▶ SHORT TASK
Copy the lines of the items word for word, starting with the first line and going on through the line with "Outline every instance", both ends included.

▶ DATASET
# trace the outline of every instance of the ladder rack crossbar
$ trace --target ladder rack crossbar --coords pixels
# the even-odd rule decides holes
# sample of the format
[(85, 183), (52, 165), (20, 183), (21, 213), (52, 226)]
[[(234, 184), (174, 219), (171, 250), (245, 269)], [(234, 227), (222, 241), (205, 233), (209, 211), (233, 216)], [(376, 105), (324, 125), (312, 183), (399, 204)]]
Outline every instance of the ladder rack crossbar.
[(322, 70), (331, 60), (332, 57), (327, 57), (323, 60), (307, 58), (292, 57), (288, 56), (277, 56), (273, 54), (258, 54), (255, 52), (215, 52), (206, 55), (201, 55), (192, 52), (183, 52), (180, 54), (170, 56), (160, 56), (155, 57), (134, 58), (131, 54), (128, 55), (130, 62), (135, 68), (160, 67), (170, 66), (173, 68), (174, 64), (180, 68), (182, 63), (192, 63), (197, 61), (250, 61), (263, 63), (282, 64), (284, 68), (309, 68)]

▶ OUTPUT BELOW
# trace the outline of every instance of the ladder rack crossbar
$ trace --target ladder rack crossbar --coords pixels
# the even-odd rule decides holes
# sample of the format
[(85, 183), (52, 165), (20, 183), (21, 213), (52, 226)]
[[(234, 184), (174, 219), (171, 250), (245, 269)], [(234, 227), (222, 241), (205, 233), (209, 211), (233, 216)], [(376, 105), (324, 125), (312, 183), (399, 204)]]
Outline every instance of the ladder rack crossbar.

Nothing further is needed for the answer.